### TASK ITEM
Pictures appear in the records below; write out everything else exactly.

### EXTRACTED DATA

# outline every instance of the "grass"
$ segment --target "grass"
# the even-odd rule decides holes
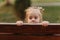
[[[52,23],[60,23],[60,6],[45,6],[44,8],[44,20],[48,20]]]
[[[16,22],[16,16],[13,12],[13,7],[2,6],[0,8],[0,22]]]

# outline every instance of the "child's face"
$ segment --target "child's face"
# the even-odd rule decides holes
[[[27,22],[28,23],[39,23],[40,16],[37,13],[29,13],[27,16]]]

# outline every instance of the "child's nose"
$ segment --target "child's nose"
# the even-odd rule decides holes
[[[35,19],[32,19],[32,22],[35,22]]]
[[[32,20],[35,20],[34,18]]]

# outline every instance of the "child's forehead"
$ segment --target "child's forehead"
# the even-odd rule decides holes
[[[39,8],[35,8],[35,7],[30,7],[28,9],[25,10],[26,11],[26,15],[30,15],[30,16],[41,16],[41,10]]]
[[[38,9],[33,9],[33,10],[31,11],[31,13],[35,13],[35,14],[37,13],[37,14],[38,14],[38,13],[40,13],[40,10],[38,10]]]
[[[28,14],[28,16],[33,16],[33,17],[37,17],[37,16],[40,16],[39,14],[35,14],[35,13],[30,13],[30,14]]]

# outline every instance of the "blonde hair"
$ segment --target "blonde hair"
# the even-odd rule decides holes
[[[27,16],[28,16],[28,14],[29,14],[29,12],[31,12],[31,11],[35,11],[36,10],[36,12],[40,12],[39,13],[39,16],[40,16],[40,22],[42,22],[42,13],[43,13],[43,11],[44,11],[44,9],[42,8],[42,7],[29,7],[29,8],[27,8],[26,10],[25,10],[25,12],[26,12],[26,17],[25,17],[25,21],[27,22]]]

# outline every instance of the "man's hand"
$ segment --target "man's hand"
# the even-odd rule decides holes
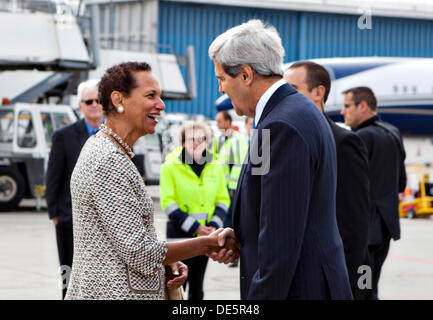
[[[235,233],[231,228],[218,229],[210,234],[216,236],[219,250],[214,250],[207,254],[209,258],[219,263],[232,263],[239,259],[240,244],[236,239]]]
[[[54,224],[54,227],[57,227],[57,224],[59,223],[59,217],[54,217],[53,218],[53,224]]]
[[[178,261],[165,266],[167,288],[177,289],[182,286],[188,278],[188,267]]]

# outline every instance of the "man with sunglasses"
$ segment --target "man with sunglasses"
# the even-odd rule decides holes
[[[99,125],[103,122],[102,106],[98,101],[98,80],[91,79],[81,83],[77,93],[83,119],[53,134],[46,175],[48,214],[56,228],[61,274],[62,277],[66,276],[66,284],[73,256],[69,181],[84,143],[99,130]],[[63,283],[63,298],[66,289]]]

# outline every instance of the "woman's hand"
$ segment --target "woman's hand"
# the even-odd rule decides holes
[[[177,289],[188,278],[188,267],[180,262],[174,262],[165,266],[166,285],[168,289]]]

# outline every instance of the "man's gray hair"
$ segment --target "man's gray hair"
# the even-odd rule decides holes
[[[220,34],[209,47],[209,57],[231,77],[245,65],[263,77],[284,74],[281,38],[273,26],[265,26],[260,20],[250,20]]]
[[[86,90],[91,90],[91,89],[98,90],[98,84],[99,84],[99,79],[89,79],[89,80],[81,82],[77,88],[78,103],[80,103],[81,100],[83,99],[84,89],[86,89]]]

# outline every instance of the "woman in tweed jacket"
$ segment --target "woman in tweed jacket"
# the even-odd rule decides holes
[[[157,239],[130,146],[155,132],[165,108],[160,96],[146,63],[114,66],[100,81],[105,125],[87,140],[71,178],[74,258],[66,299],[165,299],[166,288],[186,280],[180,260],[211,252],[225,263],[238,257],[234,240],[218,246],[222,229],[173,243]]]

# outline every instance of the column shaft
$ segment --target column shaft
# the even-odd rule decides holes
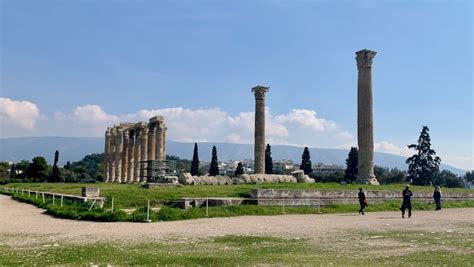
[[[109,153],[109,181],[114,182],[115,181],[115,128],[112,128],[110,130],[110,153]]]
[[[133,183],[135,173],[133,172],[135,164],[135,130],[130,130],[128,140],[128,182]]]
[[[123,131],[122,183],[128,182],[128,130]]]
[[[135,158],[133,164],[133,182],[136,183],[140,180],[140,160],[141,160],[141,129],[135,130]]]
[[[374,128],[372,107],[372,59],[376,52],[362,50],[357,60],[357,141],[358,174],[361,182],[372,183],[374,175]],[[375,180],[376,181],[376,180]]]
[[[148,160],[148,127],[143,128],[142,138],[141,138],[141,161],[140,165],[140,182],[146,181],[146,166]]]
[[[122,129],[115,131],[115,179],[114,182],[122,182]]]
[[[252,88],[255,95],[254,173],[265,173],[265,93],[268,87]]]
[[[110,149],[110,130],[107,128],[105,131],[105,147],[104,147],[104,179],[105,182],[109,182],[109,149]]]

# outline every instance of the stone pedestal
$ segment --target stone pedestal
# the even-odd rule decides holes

### EXERCISE OUTPUT
# outline every instance of the "grass"
$ segment --target "grass"
# the even-odd rule decides holes
[[[52,23],[60,23],[60,6],[45,6],[44,8],[44,20],[48,20]]]
[[[16,22],[16,16],[13,12],[13,7],[2,6],[0,8],[0,22]]]

# outline every instance of the "child's face"
$ segment --target "child's face"
# the even-odd rule decides holes
[[[27,22],[28,23],[39,23],[40,16],[37,13],[29,13],[27,16]]]

# outline every instance of the "child's nose"
$ segment --target "child's nose"
# the even-odd rule decides holes
[[[35,19],[32,19],[32,22],[35,22]]]
[[[32,20],[35,20],[34,18]]]

# outline every instance of the "child's forehead"
$ segment --target "child's forehead"
# the even-odd rule decides holes
[[[39,8],[35,8],[35,7],[30,7],[28,9],[25,10],[26,11],[26,15],[30,15],[30,16],[41,16],[41,10]]]
[[[38,9],[33,9],[33,10],[31,11],[31,13],[35,13],[35,14],[37,13],[37,14],[38,14],[38,13],[40,13],[40,10],[38,10]]]
[[[28,14],[28,16],[33,16],[33,17],[37,17],[37,16],[40,16],[39,14],[35,14],[35,13],[30,13],[30,14]]]

# outline every instance of the "blonde hair"
$ segment --target "blonde hair"
# the even-odd rule decides holes
[[[27,16],[28,16],[28,14],[29,14],[29,12],[31,12],[31,11],[35,11],[36,10],[36,12],[40,12],[39,13],[39,16],[40,16],[40,22],[42,22],[42,13],[43,13],[43,11],[44,11],[44,9],[42,8],[42,7],[29,7],[29,8],[27,8],[26,10],[25,10],[25,12],[26,12],[26,17],[25,17],[25,21],[27,22]]]

# outline every instance of the "man's hand"
$ segment --target "man's hand"
# the even-odd rule decides holes
[[[235,233],[231,228],[218,229],[210,234],[216,236],[219,250],[214,250],[207,254],[209,258],[219,263],[232,263],[239,259],[240,244],[236,239]]]
[[[54,224],[54,227],[57,227],[57,224],[59,223],[59,217],[54,217],[53,218],[53,224]]]
[[[178,261],[165,266],[167,288],[177,289],[182,286],[188,278],[188,267]]]

# outline every instance of the "man with sunglasses"
$ segment --target "man with sunglasses"
# the even-odd rule decides holes
[[[99,125],[103,122],[102,106],[98,101],[98,80],[91,79],[81,83],[77,93],[83,119],[53,134],[46,175],[48,214],[56,228],[61,274],[62,277],[66,276],[66,284],[73,256],[69,181],[84,143],[99,130]],[[63,283],[63,298],[66,289]]]

# outline every instance of the "woman's hand"
$ segment --target "woman's hand"
# the even-odd rule decides holes
[[[177,289],[188,278],[188,267],[180,262],[174,262],[165,266],[166,285],[168,289]]]

# outline every instance of the "man's gray hair"
$ segment --target "man's gray hair"
# the even-odd rule decides holes
[[[220,34],[209,47],[209,57],[231,77],[245,65],[263,77],[284,74],[281,38],[273,26],[265,26],[260,20],[250,20]]]
[[[86,90],[91,90],[91,89],[98,90],[98,84],[99,84],[99,79],[89,79],[89,80],[81,82],[77,88],[78,103],[80,103],[81,100],[83,99],[84,89],[86,89]]]

# outline every instance of the "woman in tweed jacket"
$ segment --target "woman in tweed jacket"
# the even-odd rule decides holes
[[[157,239],[130,146],[155,132],[165,108],[160,96],[146,63],[114,66],[100,81],[105,125],[87,140],[71,178],[74,258],[66,299],[165,299],[166,288],[186,280],[180,260],[211,252],[225,263],[238,257],[234,240],[218,246],[222,229],[173,243]]]

# outline every instance of the column shaft
$ segment --target column shaft
# the even-odd rule decides holes
[[[109,153],[109,181],[114,182],[115,181],[115,128],[112,128],[110,130],[110,153]]]
[[[133,183],[135,173],[133,172],[135,164],[135,130],[130,130],[128,140],[128,182]]]
[[[123,131],[122,183],[128,182],[128,130]]]
[[[135,158],[133,164],[133,182],[136,183],[140,180],[140,160],[141,160],[141,129],[135,130]]]
[[[374,128],[372,107],[372,59],[376,52],[362,50],[357,60],[357,141],[358,174],[361,182],[372,183],[374,175]],[[375,180],[376,181],[376,180]]]
[[[148,160],[148,127],[143,128],[142,138],[141,138],[141,161],[140,165],[140,182],[146,181],[146,166]]]
[[[122,129],[115,131],[115,179],[114,182],[122,182]]]
[[[252,88],[255,95],[254,173],[265,173],[265,93],[268,87]]]
[[[110,149],[110,130],[107,128],[105,131],[105,147],[104,147],[104,179],[105,182],[109,182],[109,149]]]

# outline every instance of the stone pedestal
$ segment --target stone pedestal
# the even-odd rule decides holes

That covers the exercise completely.